Lay out the records below as a two-column CSV with the headers "request" and "response" and one row per record. Put each record's text and its answer in their own quoted fields, turn line breaks into spaces, and leave out the pictures.

* start DATASET RECORDS *

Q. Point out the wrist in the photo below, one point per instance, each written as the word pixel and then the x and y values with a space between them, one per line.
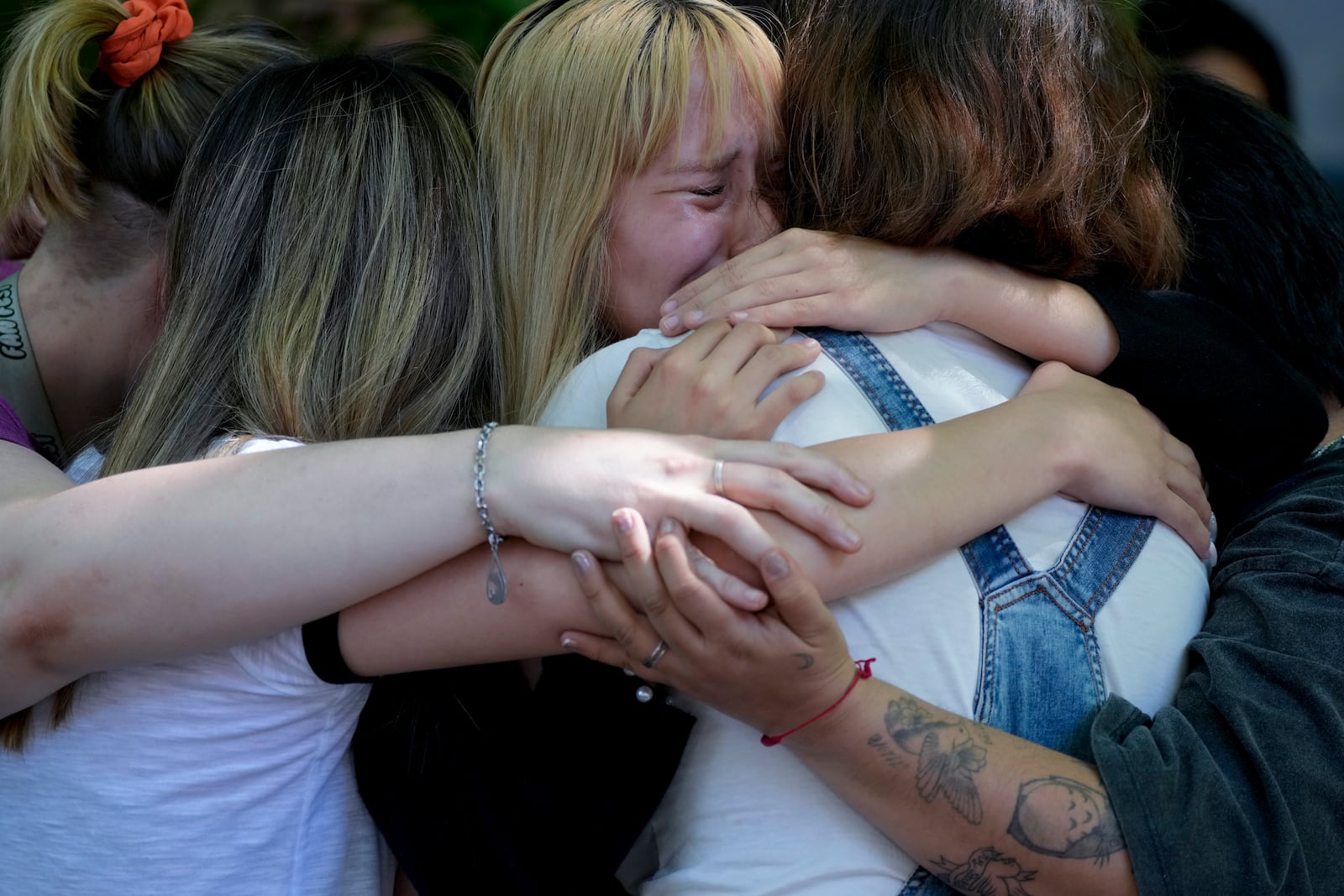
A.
pixel 503 490
pixel 862 671
pixel 862 703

* end DATASET RECORDS *

**REPLY**.
request,response
"Q. Point out the wrist in the photo below, one point per instance, each written as the word pixel and then the x and y values with a space between them, one per line. A.","pixel 503 490 pixel 862 671 pixel 862 703"